### Consigne:
Dans le texte fourni, recopiez le passage allant de "Mes semaines sont" à "moi : ce doit être par là." en substituant "jungle" à "forêt".

### Texte fourni:
· · · · ·
Livre de Job (3:17-19).


Du repos, impossible. Impossible de s’arrêter, d’envisager la situation, de mesurer les distances. J’imagine que c’est pourtant nécessaire. J’imagine que ce serait salutaire. Mais impossible, évidemment. Ces derniers jours, impression que ce n’est tant moi qui change de villes, mais les villes qui défilent ; et le vent.

Du nord au sud, puis au nord de nouveau. Alors cela devait arriver : la jambe droite aujourd’hui, qui lâche (un peu). Manière qu’a le corps de dire — assez. (Et c’est assez pour le poète d’être la mauvaise conscience de son temps  ?). Manière qu’a le corps pour immobiliser l’esprit : le maintenir à sa merci — je voudrais bien demander grâce, mais grâce de quelle douleur ? Je ne sais même pas où la douleur commence (dans le genou, plus bas, plus haut ?). Elle termine dans le crâne, cela est sûr.

Dix jours que je ne suis pas rentré chez moi —il y a bien quelque part, pour chacun, un chez-soi inhabité. Le mien est peut-être — quelque part — ce dehors sec et froid. J’aimerais tant dire je suis parti avec le vent, je suis le vent. Mais le vent intérieur me souffle au visage : je ne pars pas ; sur le côté, la ville change, et moi, au milieu, suis l’instrument qui permet au vent de les éparpiller.

Mes semaines sont comme une forêt sans issue, hors la lumière que laissent passer les branches là-haut. Quand le vent est fort, la lumière perce davantage, mais l’ombre s’agite aussi plus rapidement. La forêt est dense, le chemin a disparu. Ce doit être par là. Comment savoir ? Je me fie à la lumière, et la lumière traverse le ciel plus vite que le jour. Ce doit être par là cependant. Oui, ce doit être par là, dit la voix en moi qui lance, le genou brûle, la jambe traîne, mais la voix continue, ce doit être par là, alors je marche droit devant moi : ce doit être par là.
· · · · ·
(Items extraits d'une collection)
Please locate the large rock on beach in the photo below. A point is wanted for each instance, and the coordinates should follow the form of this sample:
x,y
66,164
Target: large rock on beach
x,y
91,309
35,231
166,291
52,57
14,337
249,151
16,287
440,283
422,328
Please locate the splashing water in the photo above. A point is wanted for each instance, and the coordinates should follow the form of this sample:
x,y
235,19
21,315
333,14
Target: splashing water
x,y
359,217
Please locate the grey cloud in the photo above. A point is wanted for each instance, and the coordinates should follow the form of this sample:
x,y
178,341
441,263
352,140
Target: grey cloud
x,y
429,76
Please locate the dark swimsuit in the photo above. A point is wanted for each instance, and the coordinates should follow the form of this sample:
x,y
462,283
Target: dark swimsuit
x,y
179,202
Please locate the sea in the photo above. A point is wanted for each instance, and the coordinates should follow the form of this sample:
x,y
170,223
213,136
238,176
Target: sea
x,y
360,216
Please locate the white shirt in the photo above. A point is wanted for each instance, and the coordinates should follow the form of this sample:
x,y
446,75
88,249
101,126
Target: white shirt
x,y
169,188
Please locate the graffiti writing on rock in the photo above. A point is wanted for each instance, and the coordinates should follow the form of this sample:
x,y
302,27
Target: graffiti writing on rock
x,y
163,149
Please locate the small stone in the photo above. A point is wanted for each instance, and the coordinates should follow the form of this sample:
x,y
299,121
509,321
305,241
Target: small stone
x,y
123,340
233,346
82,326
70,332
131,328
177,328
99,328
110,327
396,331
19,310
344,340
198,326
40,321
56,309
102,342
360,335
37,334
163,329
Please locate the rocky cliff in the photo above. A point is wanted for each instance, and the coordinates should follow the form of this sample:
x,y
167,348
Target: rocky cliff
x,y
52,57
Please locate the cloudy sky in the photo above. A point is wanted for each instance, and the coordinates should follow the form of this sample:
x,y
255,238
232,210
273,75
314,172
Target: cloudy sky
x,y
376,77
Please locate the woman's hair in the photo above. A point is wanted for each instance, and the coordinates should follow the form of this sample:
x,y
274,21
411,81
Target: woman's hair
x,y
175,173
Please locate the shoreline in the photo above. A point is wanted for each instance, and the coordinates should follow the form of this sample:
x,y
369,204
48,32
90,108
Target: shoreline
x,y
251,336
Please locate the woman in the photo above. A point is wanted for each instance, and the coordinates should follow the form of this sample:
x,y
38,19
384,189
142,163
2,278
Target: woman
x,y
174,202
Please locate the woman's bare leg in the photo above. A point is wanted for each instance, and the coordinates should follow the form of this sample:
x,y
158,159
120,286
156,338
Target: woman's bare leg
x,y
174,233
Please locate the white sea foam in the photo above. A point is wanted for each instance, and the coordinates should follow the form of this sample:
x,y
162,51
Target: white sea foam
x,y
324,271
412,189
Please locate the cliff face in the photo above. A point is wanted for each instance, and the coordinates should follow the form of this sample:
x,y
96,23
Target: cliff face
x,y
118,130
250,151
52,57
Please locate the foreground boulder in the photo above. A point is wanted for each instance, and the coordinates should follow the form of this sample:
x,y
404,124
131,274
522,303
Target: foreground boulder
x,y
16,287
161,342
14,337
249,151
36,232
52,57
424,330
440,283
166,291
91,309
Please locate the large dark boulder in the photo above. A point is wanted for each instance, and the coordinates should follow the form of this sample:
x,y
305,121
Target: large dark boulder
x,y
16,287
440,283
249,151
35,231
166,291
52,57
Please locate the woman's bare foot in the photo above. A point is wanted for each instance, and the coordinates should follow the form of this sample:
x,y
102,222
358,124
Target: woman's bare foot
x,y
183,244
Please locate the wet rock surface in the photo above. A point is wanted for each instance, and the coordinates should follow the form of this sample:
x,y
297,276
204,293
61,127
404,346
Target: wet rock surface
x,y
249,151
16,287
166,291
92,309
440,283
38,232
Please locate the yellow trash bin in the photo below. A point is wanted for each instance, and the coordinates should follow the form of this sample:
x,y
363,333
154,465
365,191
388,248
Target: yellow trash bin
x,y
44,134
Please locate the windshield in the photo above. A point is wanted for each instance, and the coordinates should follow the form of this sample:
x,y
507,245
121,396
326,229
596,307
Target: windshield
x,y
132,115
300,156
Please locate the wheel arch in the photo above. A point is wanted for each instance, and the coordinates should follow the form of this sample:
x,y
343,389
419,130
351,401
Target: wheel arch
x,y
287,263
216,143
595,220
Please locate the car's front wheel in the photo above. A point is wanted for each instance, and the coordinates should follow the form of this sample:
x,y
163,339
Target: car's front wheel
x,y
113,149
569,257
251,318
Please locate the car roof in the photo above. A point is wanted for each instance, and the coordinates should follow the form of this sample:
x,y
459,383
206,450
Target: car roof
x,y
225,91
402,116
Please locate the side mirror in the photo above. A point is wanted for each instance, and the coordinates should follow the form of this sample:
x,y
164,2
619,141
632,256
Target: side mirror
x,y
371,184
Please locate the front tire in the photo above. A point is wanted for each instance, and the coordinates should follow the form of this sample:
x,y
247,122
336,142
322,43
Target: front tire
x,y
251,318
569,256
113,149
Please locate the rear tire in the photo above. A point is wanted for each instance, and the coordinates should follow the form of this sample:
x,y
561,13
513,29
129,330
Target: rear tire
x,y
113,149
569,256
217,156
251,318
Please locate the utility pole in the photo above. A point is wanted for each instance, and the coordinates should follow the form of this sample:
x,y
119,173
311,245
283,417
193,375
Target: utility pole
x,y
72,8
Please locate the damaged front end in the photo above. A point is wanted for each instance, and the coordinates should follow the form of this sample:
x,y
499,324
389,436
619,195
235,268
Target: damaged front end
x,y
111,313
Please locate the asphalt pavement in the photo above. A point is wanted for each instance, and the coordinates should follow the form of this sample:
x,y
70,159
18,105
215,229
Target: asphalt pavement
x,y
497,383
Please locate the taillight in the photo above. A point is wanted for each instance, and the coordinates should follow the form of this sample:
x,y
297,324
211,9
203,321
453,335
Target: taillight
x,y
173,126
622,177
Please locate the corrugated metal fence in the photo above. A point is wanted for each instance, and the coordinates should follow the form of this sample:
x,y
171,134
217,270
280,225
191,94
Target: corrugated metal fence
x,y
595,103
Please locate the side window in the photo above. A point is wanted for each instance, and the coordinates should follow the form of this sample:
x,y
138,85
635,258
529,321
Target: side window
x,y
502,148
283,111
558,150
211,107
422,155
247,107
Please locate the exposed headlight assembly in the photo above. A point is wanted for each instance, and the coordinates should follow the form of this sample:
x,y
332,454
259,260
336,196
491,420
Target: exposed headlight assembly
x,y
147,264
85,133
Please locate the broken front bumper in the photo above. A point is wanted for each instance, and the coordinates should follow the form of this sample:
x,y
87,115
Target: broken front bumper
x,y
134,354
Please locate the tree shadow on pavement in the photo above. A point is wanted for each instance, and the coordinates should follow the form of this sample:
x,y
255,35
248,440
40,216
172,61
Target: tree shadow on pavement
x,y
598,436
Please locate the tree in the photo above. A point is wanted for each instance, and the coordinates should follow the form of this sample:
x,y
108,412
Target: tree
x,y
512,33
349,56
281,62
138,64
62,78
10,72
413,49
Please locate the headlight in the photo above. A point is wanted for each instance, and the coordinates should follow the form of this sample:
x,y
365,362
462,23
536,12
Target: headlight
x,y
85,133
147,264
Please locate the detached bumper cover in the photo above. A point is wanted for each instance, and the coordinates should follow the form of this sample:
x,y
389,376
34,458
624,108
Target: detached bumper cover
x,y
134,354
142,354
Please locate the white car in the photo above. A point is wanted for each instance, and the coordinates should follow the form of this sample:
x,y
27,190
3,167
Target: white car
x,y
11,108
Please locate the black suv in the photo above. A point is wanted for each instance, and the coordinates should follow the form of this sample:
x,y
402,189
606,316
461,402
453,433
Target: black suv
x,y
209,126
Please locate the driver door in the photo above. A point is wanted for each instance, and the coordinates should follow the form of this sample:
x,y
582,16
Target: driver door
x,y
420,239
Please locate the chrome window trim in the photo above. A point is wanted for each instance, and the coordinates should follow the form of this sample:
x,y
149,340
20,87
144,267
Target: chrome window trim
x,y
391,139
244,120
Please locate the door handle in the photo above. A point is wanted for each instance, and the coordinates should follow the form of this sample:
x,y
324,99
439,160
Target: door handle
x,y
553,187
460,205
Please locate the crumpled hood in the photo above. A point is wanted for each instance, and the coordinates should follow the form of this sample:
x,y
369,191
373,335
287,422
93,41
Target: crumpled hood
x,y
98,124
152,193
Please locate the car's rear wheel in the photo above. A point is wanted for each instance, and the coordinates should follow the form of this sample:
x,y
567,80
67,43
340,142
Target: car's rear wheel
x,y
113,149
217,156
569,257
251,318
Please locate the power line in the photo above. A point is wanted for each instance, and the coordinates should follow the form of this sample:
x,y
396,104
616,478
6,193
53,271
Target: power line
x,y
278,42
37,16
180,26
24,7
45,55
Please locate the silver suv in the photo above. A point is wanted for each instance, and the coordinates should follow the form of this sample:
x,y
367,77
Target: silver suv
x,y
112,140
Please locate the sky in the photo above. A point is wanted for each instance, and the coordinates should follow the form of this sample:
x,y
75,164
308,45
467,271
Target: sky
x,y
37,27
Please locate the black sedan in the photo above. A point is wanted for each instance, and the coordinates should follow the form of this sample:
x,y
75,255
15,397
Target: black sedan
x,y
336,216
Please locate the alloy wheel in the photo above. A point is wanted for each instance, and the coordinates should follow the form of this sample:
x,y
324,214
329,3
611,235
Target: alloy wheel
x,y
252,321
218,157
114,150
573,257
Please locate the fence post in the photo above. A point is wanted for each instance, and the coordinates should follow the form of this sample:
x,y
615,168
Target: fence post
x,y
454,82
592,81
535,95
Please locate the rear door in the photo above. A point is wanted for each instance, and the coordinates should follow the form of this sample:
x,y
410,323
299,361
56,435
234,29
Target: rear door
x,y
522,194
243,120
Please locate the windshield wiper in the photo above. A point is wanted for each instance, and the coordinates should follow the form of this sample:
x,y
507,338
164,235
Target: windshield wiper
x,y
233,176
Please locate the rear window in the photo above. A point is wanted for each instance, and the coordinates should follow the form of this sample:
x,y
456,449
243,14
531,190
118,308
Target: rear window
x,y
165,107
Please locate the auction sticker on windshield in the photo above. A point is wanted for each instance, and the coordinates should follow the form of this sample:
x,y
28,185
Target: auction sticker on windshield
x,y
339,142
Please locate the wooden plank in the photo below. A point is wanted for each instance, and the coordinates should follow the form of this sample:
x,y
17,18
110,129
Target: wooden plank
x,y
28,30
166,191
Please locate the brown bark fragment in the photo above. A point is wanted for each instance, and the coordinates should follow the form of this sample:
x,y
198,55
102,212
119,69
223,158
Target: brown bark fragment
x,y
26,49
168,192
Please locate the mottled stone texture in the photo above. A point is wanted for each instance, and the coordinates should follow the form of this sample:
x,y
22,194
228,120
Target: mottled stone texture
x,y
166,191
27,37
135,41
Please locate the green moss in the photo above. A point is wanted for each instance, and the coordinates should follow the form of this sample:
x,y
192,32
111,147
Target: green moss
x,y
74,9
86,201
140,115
· · · · ·
### Réponse rédigée:
Mes semaines sont comme une jungle sans issue, hors la lumière que laissent passer les branches là-haut. Quand le vent est fort, la lumière perce davantage, mais l’ombre s’agite aussi plus rapidement. La jungle est dense, le chemin a disparu. Ce doit être par là. Comment savoir ? Je me fie à la lumière, et la lumière traverse le ciel plus vite que le jour. Ce doit être par là cependant. Oui, ce doit être par là, dit la voix en moi qui lance, le genou brûle, la jambe traîne, mais la voix continue, ce doit être par là, alors je marche droit devant moi : ce doit être par là.